**TO BE DONE:**
The records below must be written out exactly, with every picture left behind.

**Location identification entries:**
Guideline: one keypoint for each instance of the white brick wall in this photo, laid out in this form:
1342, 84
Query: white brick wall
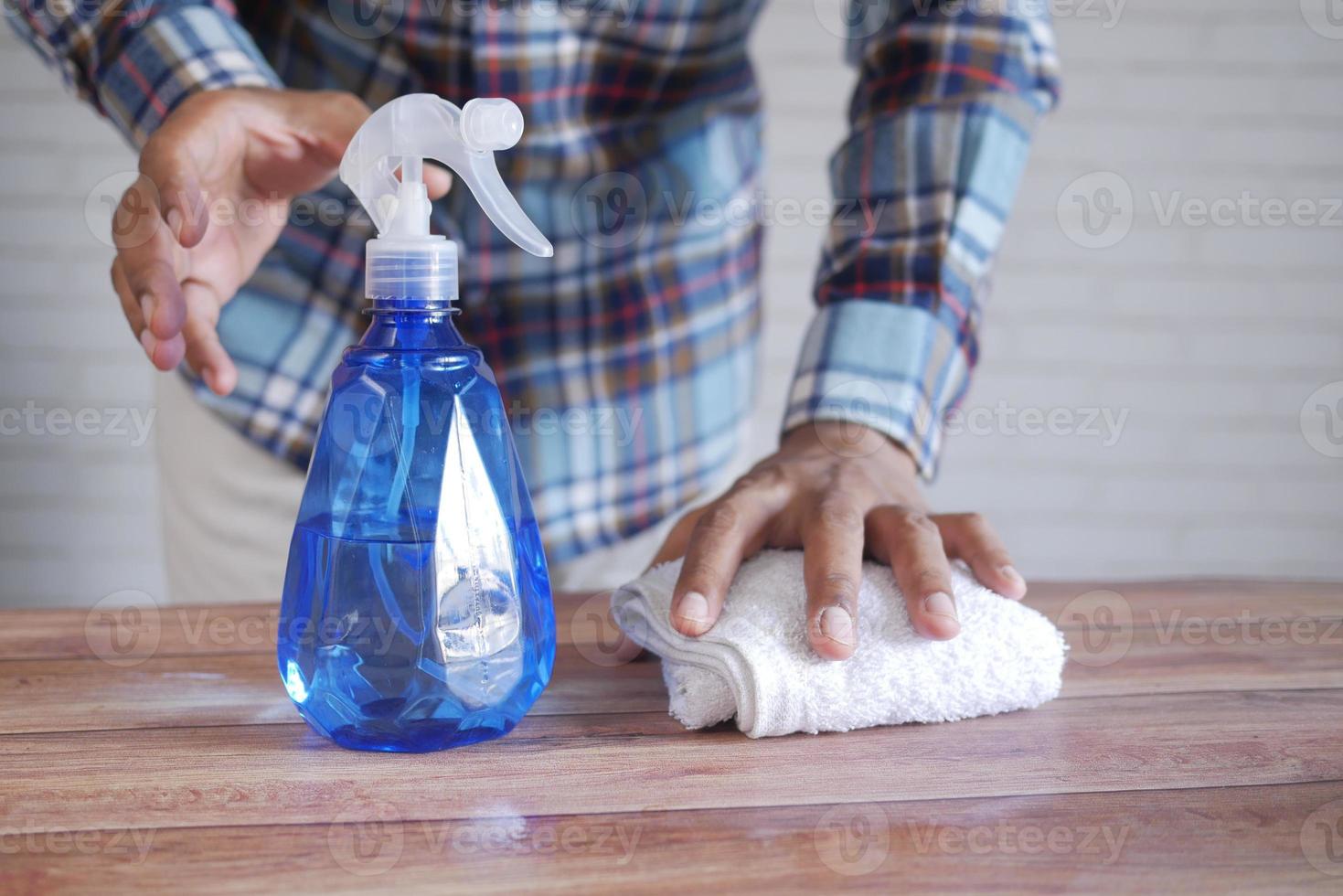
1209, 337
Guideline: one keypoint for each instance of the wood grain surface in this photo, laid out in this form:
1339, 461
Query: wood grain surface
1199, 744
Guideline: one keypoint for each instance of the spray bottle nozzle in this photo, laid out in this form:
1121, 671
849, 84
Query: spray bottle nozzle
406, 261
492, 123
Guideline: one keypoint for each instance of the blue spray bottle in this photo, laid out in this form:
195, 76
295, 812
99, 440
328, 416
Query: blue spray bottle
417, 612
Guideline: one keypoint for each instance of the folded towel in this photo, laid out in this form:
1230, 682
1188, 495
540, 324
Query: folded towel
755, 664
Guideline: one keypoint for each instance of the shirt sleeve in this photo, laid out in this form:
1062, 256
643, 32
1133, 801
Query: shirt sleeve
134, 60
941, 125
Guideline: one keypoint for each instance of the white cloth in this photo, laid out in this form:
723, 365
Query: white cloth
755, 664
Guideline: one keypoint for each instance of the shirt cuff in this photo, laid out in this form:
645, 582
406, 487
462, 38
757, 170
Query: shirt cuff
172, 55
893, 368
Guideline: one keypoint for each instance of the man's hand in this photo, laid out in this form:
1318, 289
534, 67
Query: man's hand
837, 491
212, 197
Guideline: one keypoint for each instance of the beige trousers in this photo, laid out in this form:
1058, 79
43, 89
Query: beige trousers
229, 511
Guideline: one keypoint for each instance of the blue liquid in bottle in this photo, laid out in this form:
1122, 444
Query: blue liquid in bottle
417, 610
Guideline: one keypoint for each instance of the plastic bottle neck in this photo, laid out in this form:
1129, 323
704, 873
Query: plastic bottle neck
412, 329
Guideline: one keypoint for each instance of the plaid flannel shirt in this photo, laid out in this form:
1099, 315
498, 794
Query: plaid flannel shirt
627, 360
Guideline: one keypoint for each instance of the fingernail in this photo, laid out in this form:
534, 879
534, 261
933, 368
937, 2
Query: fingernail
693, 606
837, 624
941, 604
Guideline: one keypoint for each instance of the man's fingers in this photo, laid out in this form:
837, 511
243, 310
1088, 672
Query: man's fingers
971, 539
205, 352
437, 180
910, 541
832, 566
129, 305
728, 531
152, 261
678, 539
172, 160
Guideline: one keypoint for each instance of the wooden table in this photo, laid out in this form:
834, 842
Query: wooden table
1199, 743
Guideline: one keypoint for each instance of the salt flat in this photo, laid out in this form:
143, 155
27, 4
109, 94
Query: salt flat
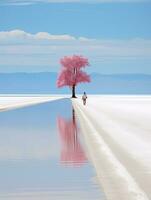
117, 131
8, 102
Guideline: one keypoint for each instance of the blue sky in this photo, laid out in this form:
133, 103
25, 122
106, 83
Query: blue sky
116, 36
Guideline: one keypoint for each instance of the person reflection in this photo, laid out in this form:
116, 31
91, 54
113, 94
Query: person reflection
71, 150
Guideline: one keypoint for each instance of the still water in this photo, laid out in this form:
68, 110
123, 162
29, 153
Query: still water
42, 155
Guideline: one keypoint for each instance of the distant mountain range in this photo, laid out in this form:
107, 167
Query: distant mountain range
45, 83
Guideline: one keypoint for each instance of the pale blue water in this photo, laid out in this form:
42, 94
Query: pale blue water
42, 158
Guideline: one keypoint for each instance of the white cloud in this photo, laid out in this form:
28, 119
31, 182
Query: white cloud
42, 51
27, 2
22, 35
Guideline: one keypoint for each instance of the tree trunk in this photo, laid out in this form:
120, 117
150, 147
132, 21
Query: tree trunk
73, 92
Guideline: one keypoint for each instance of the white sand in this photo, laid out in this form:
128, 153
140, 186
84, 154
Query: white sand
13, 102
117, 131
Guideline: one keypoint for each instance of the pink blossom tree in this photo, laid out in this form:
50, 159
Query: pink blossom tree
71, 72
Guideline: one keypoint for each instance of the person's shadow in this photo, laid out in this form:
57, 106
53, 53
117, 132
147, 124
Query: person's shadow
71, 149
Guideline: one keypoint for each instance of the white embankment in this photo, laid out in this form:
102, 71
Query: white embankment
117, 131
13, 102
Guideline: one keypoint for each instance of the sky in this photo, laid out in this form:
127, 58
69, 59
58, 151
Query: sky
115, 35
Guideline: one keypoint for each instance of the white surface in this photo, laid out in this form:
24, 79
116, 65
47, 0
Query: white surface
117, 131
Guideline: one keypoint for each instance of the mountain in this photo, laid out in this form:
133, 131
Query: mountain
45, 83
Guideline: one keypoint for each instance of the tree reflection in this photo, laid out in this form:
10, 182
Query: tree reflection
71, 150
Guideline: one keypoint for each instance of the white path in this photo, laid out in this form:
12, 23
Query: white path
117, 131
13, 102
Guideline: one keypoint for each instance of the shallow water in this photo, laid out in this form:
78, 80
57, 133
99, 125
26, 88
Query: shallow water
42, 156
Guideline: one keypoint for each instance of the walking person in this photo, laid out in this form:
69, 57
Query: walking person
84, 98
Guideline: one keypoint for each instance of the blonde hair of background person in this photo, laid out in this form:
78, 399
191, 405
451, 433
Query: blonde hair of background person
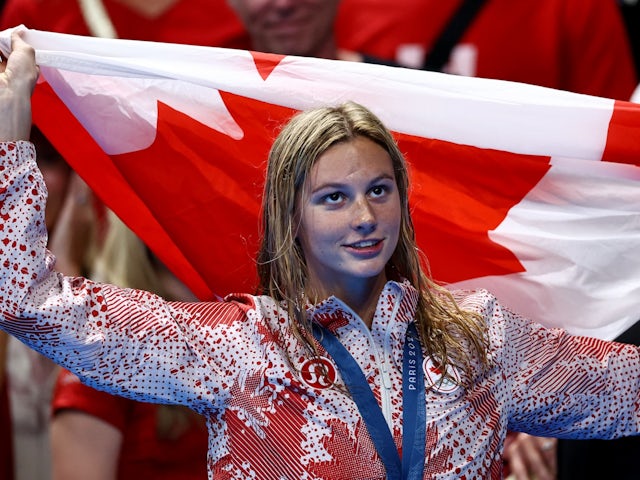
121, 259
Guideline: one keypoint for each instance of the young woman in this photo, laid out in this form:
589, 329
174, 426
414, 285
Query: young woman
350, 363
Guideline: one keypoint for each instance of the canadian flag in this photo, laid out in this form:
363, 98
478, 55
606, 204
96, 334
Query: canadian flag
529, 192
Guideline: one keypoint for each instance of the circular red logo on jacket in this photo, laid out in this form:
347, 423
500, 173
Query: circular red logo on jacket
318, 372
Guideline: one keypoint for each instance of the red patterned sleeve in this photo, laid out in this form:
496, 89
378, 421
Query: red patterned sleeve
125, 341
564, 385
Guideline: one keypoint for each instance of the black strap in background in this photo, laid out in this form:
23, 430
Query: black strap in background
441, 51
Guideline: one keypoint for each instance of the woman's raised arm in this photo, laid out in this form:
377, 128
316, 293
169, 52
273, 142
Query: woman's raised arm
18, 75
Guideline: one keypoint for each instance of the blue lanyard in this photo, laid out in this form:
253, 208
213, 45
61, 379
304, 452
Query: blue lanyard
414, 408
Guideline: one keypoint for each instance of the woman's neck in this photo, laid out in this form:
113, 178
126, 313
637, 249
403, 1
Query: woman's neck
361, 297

**ANSWER TO THE PROBLEM:**
Guideline: one keypoint for each instance of the white brick wall in this photo, laid out in this form:
1342, 84
Query: white brick wall
1209, 337
Guideline: one keypoint for each instance of the wood grain surface in this photo, laid out in this form:
1339, 461
Query: wood grain surface
1199, 744
Guideline: one keypoint for each instance of the spray bottle nozzle in this photo, laid out in this form:
1121, 671
849, 84
Query: spray bottle nozzle
406, 261
492, 123
Guideline: one keypoint for each instance of the blue spray bottle in this photo, laid out in this form:
195, 76
295, 812
99, 440
328, 416
Query: blue spray bottle
417, 612
Guideline: one keypoint for each instance of the folded towel in this photo, laid out in this form:
1230, 682
1188, 495
540, 324
Query: folded towel
755, 664
Guideline: one keypoint for each instance of the shirt sleeve in this photo, laid out in this form:
1062, 256
643, 32
1133, 801
Query: shirt sleeve
134, 60
941, 125
Guideline: one keypoint for each instance of the white cloth in this photo, laid out in this form:
723, 365
Query: white cloth
755, 664
Guideline: one keypoint for each instance of the shirt cuff in this photo, laid out in this form:
645, 582
406, 487
462, 38
757, 170
Query: shirt cuff
172, 55
893, 368
Guideline: one keypoint for each instance of the man's hand in this photo, laid out in this form:
1318, 289
534, 67
Query: man's hand
837, 491
212, 197
Guideline: one keypoint for each instance of the beige trousers in this photo, laid out in this form:
1058, 79
43, 89
Query: beige trousers
229, 511
Guideline: one keypoint for each instance of the blue liquid in bottle in this photo, laid out in this form:
1122, 444
Query: blue liquid in bottle
417, 610
Guideline: one keypoint for each instance of the plastic bottle neck in this photo, laid out in this form:
1129, 323
704, 873
Query: plastic bottle neck
412, 329
Guideline: one keypoint for each instance of the plaid flannel shirt in this photo, laid out in this form:
1099, 315
498, 794
Query: plaid flannel shirt
627, 360
Guideline: one keypoint for each instance of the fingernail in this photo, laid out in this form:
534, 879
534, 261
933, 368
937, 2
Query: fingernail
693, 606
837, 624
941, 604
Guideline: one keypoint for each instance of the man's fingers in this photo, laid out in this form:
837, 511
243, 310
1088, 672
Query: man's fingers
971, 539
205, 352
437, 180
910, 541
832, 566
129, 305
728, 531
152, 261
678, 539
172, 160
Guideline: one keypoint for each instance of the wooden table in this photo, laid out in this form:
834, 842
Query: wooden table
1199, 743
Guideline: one keypoint for each instance of the salt flat in this photo, laid out in this form:
143, 155
27, 4
109, 94
Query: salt flat
117, 131
8, 102
Guideline: one keypoint for each instance of the blue sky in this photo, laid out in this form:
133, 103
25, 122
106, 83
Query: blue sky
116, 36
Guideline: one keypoint for each instance of the person reflection in this photo, laid out in this form:
116, 31
91, 54
113, 94
Query: person reflection
71, 150
Guideline: one keypoint for each instance of the still water in this photo, laid out in this form:
68, 110
123, 162
29, 153
Query: still water
42, 155
Guideline: one keypoint for each instance of the distant mountain range in this photo, laid out in this form:
107, 167
Query: distant mountain range
45, 83
Guideline: one keypoint for each instance of the pale blue water in this photo, laid out in this form:
42, 94
Query: pale blue water
42, 158
Guideline: one keypoint for each instance of the white cloud in this photo, laid out in this form:
28, 119
31, 182
Query: white cloud
42, 51
27, 2
22, 35
Guideline: one keypoint for each instance of the tree trunk in this photo, laid out in this form:
120, 117
150, 147
132, 21
Query: tree trunk
73, 92
Guideline: one keypoint for each instance of the white sand in this photo, laid out in this form:
128, 153
140, 186
84, 154
Query: white sand
13, 102
117, 131
Guideline: one keypoint for each instance of the pink blossom tree in this photo, laid out in this form:
50, 159
Query: pink blossom tree
71, 72
Guideline: one keypoint for each instance of the person's shadow in this photo, laid out in this form:
57, 106
53, 53
117, 132
147, 124
Query: person's shadow
71, 149
Guideline: one keypoint for each instance of the white embankment in this photo, laid out in this form:
102, 71
Query: white embankment
117, 131
13, 102
Guideline: one keypoint for each instance of the sky in this photo, laid out in this form:
127, 58
69, 59
58, 151
Query: sky
115, 35
Guideline: one keypoint for each instance of the white surface in this photo, laid out in this form:
24, 79
116, 65
47, 0
Query: white surface
117, 131
Guideline: one keypoint for each instance of the mountain in this photo, laid out in this form:
133, 131
Query: mountain
45, 83
Guideline: one keypoint for each instance of the tree reflection in this photo, laid out in this form:
10, 182
Query: tree reflection
71, 150
Guideline: one keypoint for each instance of the white path in this photo, laid out in this form:
12, 23
Query: white path
117, 131
13, 102
Guideline: one keypoint for each instance of the shallow water in this photo, laid out in this form:
78, 80
57, 133
99, 125
26, 88
Query: shallow water
42, 156
Guideline: one keypoint for each instance of the walking person in this photo, laid out in this form:
69, 57
Query: walking person
84, 98
Guideline: one keypoint for each instance of the blonde hair of background person in this photo, laid out in this form:
78, 399
191, 405
451, 433
Query: blonde hair of background person
121, 259
Guideline: one keypoint for each instance of the young woman in this photo, laid out in this form:
589, 329
174, 426
414, 285
Query: young woman
350, 363
Guideline: one keypoint for each instance of the canadian flag in this photo, laid out in this form:
363, 98
478, 55
606, 204
96, 334
Query: canadian flag
529, 192
Guideline: one keypoint for each instance of the circular red logo on jacket in this photo, laid out in this form:
347, 423
500, 173
Query: circular red logo on jacket
318, 372
Guideline: one keypoint for each instance of the red patterned sleeve in this photo, laid out in this form:
496, 89
378, 421
Query: red patterned sleeve
125, 341
564, 385
Guideline: one keypoint for each instance of the black strap in background in this photo, laid out in this form:
23, 430
Query: black strap in background
441, 51
Guideline: one keypoint for each instance of the woman's raised arm in this photo, laid out in this form:
377, 128
316, 293
169, 52
273, 142
Query: woman's raised arm
18, 75
Guideline: one keypoint for each instance of the blue lanyard in this photo, laid out in this form:
253, 208
213, 45
61, 379
304, 452
Query: blue lanyard
414, 408
Guideline: one keypoint for each instance of the woman's neck in this photo, laid out in this form:
113, 178
126, 313
637, 249
403, 1
Query: woman's neck
361, 297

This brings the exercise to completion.